### WHAT TO WORK ON
Write each line out a second time, exactly as shown below.

┌──

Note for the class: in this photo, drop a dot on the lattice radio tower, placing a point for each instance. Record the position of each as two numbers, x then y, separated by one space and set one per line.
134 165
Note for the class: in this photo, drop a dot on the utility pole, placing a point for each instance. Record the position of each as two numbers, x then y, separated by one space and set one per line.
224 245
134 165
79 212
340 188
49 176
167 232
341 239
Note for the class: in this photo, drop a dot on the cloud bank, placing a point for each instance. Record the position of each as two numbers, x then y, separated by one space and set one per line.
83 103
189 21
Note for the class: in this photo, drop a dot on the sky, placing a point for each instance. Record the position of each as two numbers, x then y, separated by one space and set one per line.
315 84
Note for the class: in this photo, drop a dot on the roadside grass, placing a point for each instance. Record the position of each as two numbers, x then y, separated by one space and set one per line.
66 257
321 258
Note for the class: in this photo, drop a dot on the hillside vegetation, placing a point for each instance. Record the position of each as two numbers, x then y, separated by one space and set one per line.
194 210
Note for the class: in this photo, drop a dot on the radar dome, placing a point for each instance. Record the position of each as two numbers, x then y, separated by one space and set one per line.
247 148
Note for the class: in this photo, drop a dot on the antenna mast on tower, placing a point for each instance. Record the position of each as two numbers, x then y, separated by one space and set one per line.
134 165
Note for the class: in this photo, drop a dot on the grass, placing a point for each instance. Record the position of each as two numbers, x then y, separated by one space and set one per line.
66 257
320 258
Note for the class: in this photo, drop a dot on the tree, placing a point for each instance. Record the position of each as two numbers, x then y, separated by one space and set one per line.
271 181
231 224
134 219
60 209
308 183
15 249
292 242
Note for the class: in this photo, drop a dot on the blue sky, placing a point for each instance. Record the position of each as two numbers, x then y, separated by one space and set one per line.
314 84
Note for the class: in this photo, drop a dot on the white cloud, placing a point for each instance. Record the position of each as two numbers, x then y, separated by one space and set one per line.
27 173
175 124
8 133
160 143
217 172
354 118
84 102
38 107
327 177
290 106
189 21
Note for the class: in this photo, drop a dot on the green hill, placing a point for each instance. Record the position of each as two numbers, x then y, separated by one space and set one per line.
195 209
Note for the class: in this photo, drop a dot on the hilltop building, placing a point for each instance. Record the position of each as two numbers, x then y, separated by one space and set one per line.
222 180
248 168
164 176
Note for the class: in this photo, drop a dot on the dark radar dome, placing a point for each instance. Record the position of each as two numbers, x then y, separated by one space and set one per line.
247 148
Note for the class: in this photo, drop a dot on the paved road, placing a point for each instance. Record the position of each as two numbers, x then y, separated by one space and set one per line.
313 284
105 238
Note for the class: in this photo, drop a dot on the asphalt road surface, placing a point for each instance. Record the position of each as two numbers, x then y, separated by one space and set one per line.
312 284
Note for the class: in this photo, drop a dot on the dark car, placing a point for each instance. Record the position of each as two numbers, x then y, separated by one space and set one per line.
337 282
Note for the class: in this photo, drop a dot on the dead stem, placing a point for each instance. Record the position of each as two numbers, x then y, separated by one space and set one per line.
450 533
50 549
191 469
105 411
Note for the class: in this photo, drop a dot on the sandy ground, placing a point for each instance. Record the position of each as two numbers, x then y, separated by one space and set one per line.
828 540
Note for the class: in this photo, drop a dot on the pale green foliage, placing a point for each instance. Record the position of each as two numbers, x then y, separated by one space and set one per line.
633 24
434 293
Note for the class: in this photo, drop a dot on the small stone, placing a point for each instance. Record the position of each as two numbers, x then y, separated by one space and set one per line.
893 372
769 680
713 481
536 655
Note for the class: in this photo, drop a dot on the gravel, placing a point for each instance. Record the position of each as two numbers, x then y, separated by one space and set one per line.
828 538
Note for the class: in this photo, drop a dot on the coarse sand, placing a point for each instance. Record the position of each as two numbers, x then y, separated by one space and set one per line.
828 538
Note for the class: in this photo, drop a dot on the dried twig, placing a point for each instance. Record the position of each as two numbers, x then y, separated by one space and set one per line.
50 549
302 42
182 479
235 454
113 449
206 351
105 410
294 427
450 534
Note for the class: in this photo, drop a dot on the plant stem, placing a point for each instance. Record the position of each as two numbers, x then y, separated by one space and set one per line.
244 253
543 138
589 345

└──

### TASK RESPONSE
Note for the class: in this photo, drop a dot on the lattice radio tower, placing a point for each instance. Record the position of each as two numbers, x then y, separated by one space and set one per line.
134 165
Note for the class: in this photo, drop a dot on the utility pole, placing a point for each instance. Record the position of each as two numbers, x then y, separated by one space and set one per line.
224 245
134 165
79 212
340 188
49 176
167 232
341 239
Note for the class: in this photo, drop a dot on the cloud bank, placing a point for each instance. Record the position of each as two numbers, x then y, separated by one space and set one per line.
83 103
189 21
Note for the class: in this photo, drop a dot on the sky, placing a point for each instance. Record the position of each as two numbers, x then y, separated by one space and set one per line.
315 84
Note for the class: in this photo, drop a dot on the roadside grass, placing a point for each instance. Record the position of each as two numbers, x then y, separated by one space and set one per line.
66 257
321 258
Note for the class: in this photo, drop a dot on the hillside vegetation, placing a point for each instance. Record the position of each as two numbers, x then y, separated by one space and set one per line.
194 210
Note for the class: in this photo, drop a dot on the radar dome, placing a point for each instance. Record the position of each as two numbers, x then y, separated by one space and set one per line.
247 148
Note for the class: in this photo, drop a dot on the antenna mast on tower, placing a point for each instance. Record the position of each as two numbers, x then y, separated by one space and set one per line.
134 165
Note for the class: in this photo, drop a dot on the grass, placing a point for each instance. Record the position of each as two numbers, x then y, separated by one space and set one per line.
66 257
320 258
Note for the class: in this photo, drop a dot on the tree, placing a point for each instance. Record the position of each as two numbers, x then y, separated by one space and set one per line.
271 181
231 224
134 219
60 209
308 183
15 249
292 242
Note for the class: in this photo, drop a dot on the blue sky, placing a point for each instance. Record the position of each as two numbers, x then y, separated by one space and set one per line.
314 84
Note for the class: in this photo, drop a dot on the white cloud, placing a point for each instance. Record the position of each as two numbers, x then y, separated by one space and set one per line.
27 173
175 124
8 133
160 143
217 172
354 118
84 102
38 107
327 177
290 106
189 21
Note for the class: in this photo, drop a dot on the green hill, placing a point for each instance. Record the position of each as two numbers, x then y, separated by one space and set one per line.
195 209
Note for the class: in this photo, drop a dot on the hilltop building, placing a point for each instance. Record the position of each as two numbers, x then y, separated by one space and set one per line.
222 180
248 168
164 176
Note for the class: in this photo, drop a dot on the dark radar dome, placing a point for each instance. Record the position of each as two numbers, x then y, separated by one space and set one per line.
247 148
Note for the class: in this photo, drop a dot on the paved road, placing a point for each instance. Record the position of each as two numbers, x then y, separated by one space and set one per line.
313 284
105 238
Note for the class: in this photo, drop a dot on the asphalt road surface, placing a point for each instance. Record the position of each as two numbers, x then y, separated by one space and set one per line.
312 284
Note for the class: in this photo, drop a dot on the dark car, placing a point for each instance. Record the position of each as two numbers, x then y, separated by one space and set one per line.
337 282
Note for the class: in this photo, drop a dot on the dead stem, placing a point for each instance. Record the position of each as two numbers, x then y, separated by one space and set one per line.
450 533
50 549
191 469
105 411
Note for the class: in this photo, drop a dot on the sandy ground, placing a point for each instance. Record the position of each as two numbers, x then y, separated by one space and set one per line.
828 540
Note for the class: in this photo, drop a dot on the pale green foliage, placing a point for each instance. Record the position of each as two numbers, x then y, separated by one space and set one per line.
633 24
434 293
Note for the class: in this photo, drop a dot on the small stone, placing a point for each instance. Record the position of each as two numbers, x then y, separated by one space and set one per line.
893 372
769 680
713 481
536 655
Note for the class: in this photo, drop a dot on the gravel, placing a point for each instance. Record the position of each as two numbers, x then y, separated by one space and set one per line.
828 538
Note for the class: in this photo, drop a dot on the coarse sand, placing a point for each instance. Record the position of each as two numbers, x then y, separated by one space and set one per line.
828 538
Note for the class: in this photo, drop a dot on the dried twig, placing a point for each instance. Record the position of each as two numbers, x then y, separated by one space and set one per line.
50 549
302 42
182 479
235 454
113 449
206 351
105 410
294 427
450 534
Note for the class: in this photo, drop a dot on the plant stem, placing a point for each instance. Record the position of each as two numbers, x then y, separated by one space and set one per line.
244 253
543 138
589 345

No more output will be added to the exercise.